• [WRITTEN PROBLEM]: Set down, word for word, the lines from the one holding "compact shape [181,78]." to the final line, both included, and skip the pictures.

• [MATERIAL]:
-.-.-
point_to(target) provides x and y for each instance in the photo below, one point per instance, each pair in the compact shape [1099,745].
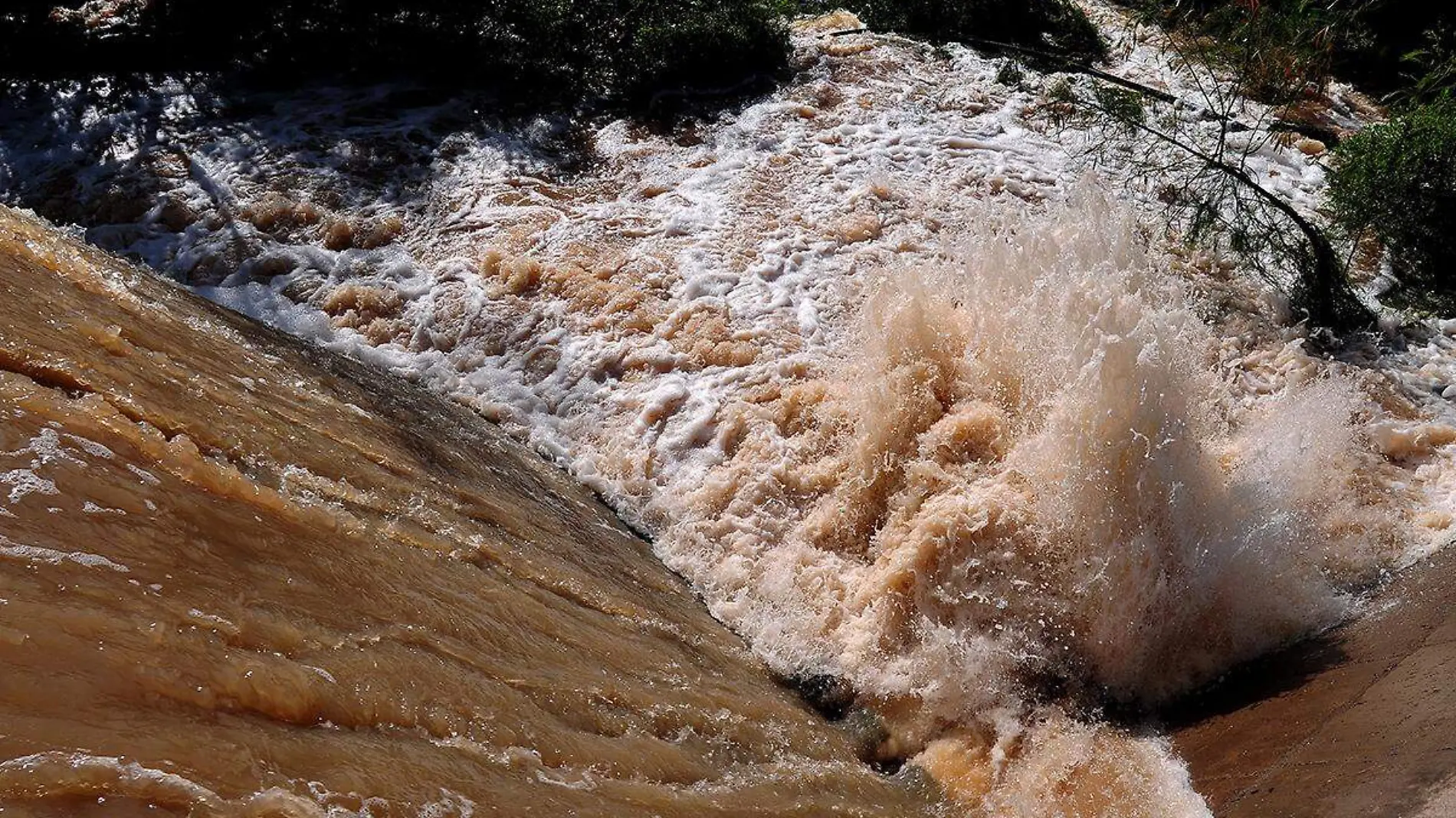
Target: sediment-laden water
[913,396]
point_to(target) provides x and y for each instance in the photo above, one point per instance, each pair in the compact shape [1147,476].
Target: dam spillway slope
[245,577]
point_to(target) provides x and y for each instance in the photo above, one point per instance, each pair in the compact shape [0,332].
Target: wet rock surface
[1360,721]
[245,577]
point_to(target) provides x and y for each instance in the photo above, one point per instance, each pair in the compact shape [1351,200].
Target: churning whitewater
[912,399]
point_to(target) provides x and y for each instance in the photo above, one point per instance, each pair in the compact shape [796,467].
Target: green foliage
[1398,184]
[1388,47]
[1051,25]
[1011,74]
[628,48]
[1056,25]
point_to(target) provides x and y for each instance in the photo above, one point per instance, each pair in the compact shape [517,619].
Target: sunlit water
[910,396]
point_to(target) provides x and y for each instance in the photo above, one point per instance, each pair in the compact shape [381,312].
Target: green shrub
[1388,47]
[1050,25]
[625,48]
[1056,25]
[1398,184]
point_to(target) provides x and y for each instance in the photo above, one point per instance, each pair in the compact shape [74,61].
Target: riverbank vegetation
[548,50]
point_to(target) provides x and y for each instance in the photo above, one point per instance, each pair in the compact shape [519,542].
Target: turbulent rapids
[919,405]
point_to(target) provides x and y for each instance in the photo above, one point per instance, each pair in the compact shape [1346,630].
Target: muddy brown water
[244,577]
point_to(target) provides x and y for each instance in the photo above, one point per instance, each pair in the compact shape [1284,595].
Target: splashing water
[983,460]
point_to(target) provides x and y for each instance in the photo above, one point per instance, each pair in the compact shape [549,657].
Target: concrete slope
[244,577]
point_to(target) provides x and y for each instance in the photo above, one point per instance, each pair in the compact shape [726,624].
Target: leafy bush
[556,47]
[1388,47]
[1398,182]
[1054,25]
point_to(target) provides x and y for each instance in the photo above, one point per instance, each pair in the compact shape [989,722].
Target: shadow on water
[1266,677]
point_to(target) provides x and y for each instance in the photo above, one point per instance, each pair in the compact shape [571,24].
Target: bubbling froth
[1025,465]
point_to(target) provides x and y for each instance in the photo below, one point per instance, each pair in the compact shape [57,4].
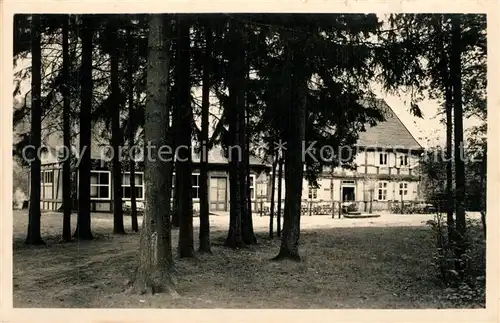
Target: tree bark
[175,100]
[183,138]
[273,185]
[155,255]
[280,183]
[483,193]
[235,235]
[448,94]
[131,129]
[34,236]
[294,164]
[116,135]
[67,200]
[204,235]
[83,225]
[456,74]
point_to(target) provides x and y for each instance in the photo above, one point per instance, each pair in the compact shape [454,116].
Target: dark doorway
[348,194]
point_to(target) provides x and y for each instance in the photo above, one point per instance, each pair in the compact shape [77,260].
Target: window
[252,187]
[383,159]
[313,192]
[99,185]
[403,189]
[382,191]
[403,161]
[195,186]
[139,186]
[47,177]
[173,186]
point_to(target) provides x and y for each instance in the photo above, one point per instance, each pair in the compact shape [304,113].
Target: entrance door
[218,194]
[348,194]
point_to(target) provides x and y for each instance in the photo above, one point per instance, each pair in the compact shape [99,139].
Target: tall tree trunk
[204,235]
[273,186]
[448,94]
[132,128]
[456,74]
[155,254]
[280,183]
[483,193]
[34,229]
[235,235]
[294,163]
[244,119]
[67,201]
[116,135]
[83,225]
[183,137]
[175,219]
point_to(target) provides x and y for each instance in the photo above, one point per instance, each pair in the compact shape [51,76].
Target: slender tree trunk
[456,74]
[183,164]
[83,225]
[34,228]
[175,100]
[246,212]
[448,94]
[67,201]
[280,185]
[483,194]
[294,163]
[235,235]
[155,254]
[116,135]
[273,185]
[131,129]
[204,235]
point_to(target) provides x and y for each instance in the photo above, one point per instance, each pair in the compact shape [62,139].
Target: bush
[465,275]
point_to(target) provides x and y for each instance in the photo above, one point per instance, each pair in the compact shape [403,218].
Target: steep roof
[391,133]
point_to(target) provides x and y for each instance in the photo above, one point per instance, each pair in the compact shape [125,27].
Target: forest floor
[383,262]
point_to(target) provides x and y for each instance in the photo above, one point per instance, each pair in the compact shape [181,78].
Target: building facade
[386,171]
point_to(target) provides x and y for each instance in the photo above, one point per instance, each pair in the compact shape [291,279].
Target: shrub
[465,275]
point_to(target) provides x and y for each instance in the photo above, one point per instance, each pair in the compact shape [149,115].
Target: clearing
[382,262]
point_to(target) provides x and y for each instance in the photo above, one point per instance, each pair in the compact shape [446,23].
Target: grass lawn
[347,263]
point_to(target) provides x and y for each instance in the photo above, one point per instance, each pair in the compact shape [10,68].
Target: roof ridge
[397,117]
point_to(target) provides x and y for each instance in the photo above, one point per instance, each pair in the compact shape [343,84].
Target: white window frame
[42,177]
[252,187]
[403,188]
[312,192]
[123,191]
[380,187]
[197,187]
[385,159]
[406,160]
[99,185]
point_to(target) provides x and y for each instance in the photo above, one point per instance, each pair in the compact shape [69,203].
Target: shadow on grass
[360,267]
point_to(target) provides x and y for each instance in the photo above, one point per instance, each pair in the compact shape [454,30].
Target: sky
[428,131]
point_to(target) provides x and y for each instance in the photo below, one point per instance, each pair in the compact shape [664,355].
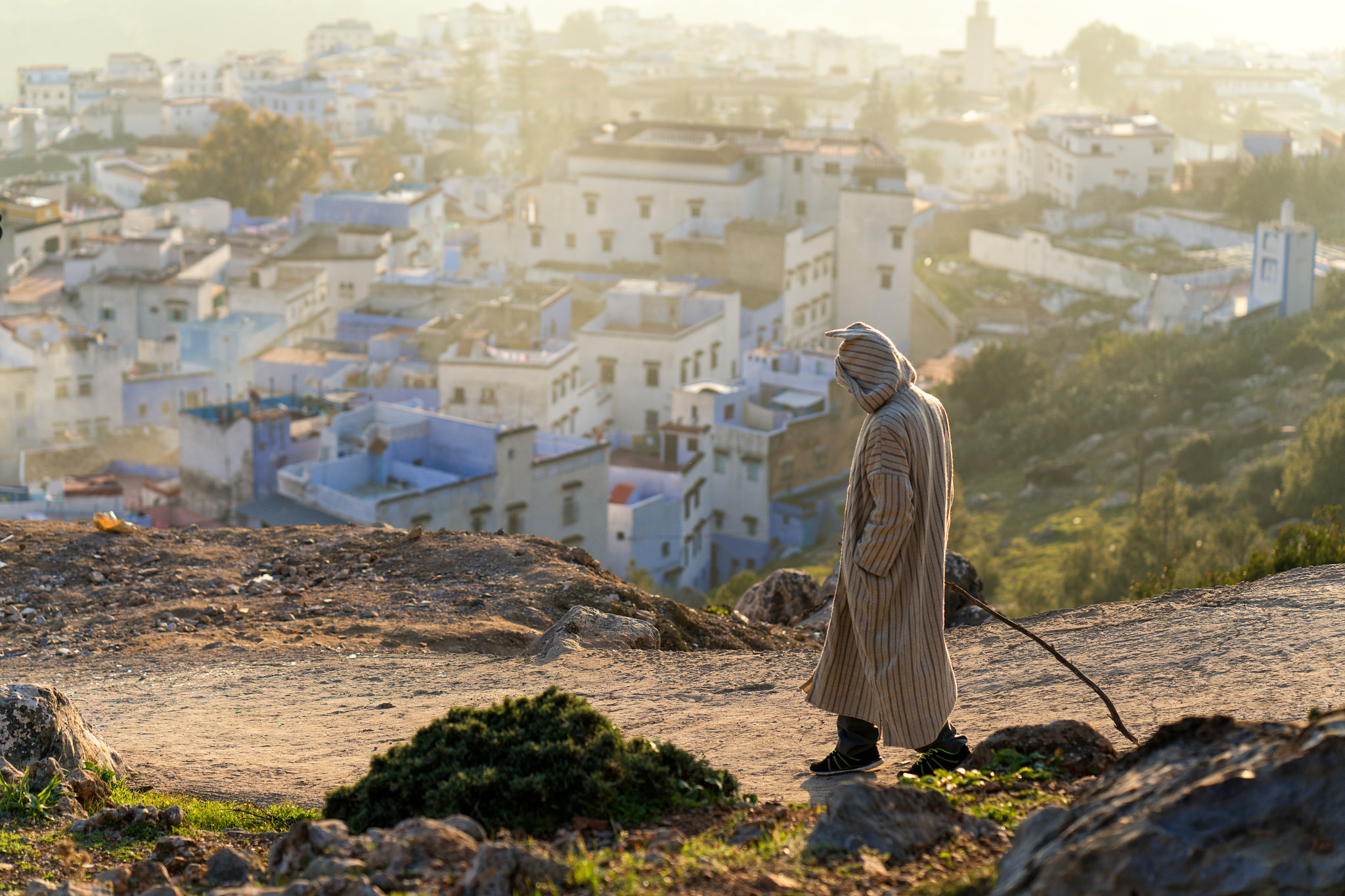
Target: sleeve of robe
[888,473]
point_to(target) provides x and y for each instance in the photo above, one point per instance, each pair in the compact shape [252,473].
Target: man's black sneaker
[938,758]
[839,765]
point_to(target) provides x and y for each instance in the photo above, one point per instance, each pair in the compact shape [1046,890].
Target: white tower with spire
[979,74]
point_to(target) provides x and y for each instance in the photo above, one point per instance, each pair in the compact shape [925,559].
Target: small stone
[229,867]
-.-.-
• [THE SOLUTION]:
point_to(target) provides x and y for each instance in the photo above, one point per instance, each pair in the compact shape [181,78].
Target: building facade
[386,171]
point_to(target) provides x and y for each instance in the photo above, one point per instance, each pair in the compact shape [291,279].
Target: shrub
[465,275]
point_to(target) provides x and y for each instance in the photo above, one point per instance, each pair in the compact shape [149,115].
Target: clearing
[382,262]
point_to(target) provides x and y for each instance in the photo above, one point per instance, each pair in the compact shape [446,23].
Target: grass lawn
[347,263]
point_to(target) provides x and y for each instance in the photo above, one point per instance, each pair in the compact shape [10,68].
Target: roof ridge
[397,117]
point_to(target) provides x and y for each instance in the photo above, one point per instance, each pair in the compact shape [343,84].
Target: white window frame
[42,177]
[252,187]
[403,188]
[312,192]
[123,191]
[380,187]
[197,187]
[385,159]
[406,160]
[99,185]
point_to(target) provides x and y for each instance in the photo above, one point per instance, each pair in the compact shape [69,203].
Target: shadow on grass
[360,267]
point_to(target) provides x and y for each instance in the photo above, one point per instance, each pair in the compact shape [454,30].
Target: sky
[428,131]
point_to(target) provides x and y for each instance in the photo below, one point per instance, each pair in the compact shape [664,355].
Target: sleeve of robe
[888,473]
point_to(target) provides x and y for each instance in the photo above, one point per instance, each pair in the compact shape [252,473].
Target: man's black sneaker
[938,758]
[839,765]
point_to(target) provides x and y for each instance in the photo above, one point per instance, each pair in the compact shape [1046,890].
Target: white tower with spire
[979,74]
point_to(target) provides x and y for each instance in the photo above, one point per instance, each pair in the compact shape [925,559].
Target: small stone
[229,867]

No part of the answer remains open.